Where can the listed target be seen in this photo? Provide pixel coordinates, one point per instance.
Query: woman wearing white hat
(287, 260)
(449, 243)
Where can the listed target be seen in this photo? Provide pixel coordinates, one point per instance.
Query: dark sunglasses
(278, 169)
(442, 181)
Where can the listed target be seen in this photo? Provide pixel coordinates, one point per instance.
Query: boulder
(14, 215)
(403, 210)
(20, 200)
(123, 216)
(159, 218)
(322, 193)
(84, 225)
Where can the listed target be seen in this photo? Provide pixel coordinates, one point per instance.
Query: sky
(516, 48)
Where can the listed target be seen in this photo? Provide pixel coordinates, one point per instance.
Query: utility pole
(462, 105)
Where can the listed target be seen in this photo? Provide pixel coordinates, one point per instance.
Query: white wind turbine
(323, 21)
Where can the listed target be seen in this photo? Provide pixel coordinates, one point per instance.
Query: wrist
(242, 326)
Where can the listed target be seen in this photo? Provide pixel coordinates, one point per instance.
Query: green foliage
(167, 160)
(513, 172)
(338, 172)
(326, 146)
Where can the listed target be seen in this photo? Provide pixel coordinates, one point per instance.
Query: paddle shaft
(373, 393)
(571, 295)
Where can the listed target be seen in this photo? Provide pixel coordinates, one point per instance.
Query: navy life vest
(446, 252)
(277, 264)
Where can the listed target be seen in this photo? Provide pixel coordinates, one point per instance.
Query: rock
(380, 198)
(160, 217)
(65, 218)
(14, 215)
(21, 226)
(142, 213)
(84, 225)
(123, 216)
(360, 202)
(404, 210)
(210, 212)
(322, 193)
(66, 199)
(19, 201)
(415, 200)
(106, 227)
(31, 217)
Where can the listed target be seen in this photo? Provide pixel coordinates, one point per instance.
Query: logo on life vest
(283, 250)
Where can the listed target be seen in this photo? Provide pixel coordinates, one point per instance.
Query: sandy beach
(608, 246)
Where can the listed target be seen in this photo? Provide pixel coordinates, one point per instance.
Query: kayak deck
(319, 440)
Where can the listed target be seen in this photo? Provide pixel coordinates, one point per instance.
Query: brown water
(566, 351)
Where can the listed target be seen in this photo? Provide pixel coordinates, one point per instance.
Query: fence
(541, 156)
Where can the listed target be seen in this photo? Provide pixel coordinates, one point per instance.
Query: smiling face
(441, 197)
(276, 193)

○ ○ ○

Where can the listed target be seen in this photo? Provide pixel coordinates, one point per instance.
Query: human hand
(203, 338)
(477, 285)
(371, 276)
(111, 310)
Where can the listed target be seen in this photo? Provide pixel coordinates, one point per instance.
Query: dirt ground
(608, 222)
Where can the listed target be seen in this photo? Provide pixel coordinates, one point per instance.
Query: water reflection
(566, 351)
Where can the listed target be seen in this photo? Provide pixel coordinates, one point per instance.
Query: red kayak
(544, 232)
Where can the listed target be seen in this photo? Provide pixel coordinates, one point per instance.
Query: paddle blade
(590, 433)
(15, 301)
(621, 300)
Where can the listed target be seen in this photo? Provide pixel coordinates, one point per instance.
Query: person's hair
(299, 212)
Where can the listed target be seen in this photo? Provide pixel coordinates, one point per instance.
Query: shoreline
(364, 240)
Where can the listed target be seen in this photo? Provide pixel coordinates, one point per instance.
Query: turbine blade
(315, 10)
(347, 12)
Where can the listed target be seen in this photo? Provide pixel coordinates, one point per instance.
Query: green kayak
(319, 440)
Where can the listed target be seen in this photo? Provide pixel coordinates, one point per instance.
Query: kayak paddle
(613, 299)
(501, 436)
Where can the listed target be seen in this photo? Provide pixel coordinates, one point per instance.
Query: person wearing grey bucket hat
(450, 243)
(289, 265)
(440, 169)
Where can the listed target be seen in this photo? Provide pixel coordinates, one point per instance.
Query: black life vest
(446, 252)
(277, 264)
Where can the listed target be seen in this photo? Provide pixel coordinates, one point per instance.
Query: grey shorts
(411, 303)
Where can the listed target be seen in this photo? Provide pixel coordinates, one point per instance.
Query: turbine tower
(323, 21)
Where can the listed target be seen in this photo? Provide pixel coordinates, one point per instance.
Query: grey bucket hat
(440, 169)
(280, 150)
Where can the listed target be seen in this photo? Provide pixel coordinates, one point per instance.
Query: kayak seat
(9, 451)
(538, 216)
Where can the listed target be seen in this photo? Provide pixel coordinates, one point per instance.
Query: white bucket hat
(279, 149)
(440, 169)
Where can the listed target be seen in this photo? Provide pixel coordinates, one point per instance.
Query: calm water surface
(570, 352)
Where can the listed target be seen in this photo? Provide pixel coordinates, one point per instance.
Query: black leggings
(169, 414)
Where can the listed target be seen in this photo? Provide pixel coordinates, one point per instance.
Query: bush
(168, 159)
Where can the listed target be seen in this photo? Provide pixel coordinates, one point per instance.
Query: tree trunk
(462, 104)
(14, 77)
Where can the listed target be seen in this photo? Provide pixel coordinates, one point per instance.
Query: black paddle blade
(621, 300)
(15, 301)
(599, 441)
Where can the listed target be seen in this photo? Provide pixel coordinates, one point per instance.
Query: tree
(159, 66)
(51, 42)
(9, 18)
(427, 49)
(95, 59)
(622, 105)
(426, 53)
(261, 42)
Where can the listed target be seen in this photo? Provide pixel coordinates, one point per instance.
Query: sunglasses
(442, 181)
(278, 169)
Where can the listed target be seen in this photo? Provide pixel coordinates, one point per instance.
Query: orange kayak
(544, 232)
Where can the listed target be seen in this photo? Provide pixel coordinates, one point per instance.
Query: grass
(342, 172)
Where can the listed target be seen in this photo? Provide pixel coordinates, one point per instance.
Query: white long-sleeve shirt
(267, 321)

○ ○ ○

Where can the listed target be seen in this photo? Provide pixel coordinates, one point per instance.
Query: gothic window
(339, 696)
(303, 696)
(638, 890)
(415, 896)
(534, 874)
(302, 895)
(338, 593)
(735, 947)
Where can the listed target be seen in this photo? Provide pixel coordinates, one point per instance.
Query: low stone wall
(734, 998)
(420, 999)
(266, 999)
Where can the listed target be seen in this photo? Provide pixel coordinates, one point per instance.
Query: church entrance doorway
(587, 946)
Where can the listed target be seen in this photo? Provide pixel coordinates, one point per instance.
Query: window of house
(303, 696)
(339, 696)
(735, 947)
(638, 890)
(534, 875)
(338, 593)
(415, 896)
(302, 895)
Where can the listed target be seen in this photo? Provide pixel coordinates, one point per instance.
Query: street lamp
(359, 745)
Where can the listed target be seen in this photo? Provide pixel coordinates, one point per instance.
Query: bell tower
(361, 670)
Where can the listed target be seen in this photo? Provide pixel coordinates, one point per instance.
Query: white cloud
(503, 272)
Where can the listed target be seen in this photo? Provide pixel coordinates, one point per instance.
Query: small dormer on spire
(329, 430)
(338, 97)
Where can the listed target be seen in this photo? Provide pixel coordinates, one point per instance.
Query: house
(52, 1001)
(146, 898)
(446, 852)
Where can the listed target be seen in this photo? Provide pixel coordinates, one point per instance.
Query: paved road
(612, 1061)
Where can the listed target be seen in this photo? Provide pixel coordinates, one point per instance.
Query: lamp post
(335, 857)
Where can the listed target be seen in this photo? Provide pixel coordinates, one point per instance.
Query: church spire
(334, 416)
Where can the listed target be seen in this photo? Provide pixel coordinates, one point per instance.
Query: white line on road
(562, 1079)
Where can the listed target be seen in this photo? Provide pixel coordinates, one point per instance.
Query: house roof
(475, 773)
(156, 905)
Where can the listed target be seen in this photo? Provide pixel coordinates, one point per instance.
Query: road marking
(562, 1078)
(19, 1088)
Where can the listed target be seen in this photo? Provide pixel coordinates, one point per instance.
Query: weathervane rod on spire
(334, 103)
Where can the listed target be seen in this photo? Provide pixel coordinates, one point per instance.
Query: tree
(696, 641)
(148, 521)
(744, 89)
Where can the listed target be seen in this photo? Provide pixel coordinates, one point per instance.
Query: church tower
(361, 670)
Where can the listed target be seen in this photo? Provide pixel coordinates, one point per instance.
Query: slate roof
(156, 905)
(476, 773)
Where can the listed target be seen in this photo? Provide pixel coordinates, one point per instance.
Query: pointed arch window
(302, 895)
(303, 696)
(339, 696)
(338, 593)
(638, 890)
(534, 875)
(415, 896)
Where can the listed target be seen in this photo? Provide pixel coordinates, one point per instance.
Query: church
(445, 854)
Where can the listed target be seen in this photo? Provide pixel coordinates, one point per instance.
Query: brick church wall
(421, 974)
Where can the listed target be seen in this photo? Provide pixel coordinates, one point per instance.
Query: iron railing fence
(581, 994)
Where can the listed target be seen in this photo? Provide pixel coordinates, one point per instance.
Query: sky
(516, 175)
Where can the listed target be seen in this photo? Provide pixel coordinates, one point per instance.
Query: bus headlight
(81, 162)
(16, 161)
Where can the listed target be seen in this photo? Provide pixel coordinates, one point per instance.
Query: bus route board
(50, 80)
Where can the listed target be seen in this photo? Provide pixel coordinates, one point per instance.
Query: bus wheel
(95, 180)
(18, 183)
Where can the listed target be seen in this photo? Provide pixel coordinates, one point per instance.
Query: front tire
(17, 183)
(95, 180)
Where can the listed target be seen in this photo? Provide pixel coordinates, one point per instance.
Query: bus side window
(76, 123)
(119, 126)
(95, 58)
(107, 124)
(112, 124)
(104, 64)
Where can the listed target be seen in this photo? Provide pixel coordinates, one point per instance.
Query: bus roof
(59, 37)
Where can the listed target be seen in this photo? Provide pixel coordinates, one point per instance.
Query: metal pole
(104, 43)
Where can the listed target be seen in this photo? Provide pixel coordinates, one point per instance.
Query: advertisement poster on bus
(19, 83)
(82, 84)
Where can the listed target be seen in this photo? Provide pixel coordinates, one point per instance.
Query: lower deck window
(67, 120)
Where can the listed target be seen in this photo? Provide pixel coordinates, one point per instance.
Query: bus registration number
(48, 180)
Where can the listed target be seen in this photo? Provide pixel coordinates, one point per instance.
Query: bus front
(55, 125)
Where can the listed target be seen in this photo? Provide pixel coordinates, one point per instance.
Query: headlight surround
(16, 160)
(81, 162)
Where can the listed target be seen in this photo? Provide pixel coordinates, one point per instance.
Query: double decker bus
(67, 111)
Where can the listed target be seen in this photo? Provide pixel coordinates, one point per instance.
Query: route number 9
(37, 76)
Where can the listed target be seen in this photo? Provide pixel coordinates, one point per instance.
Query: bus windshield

○ ○ ○

EXERCISE: Send back exactly the lines of the listing above starting at the one with "Query: route number 9" and ending at the one with "Query: bus windshield", inclusive, and no others.

OUTPUT OF THE EXERCISE:
Query: route number 9
(37, 76)
Where can the listed target be seen in this photo? Provide pixel coordinates, one point per instance.
Query: bus windshield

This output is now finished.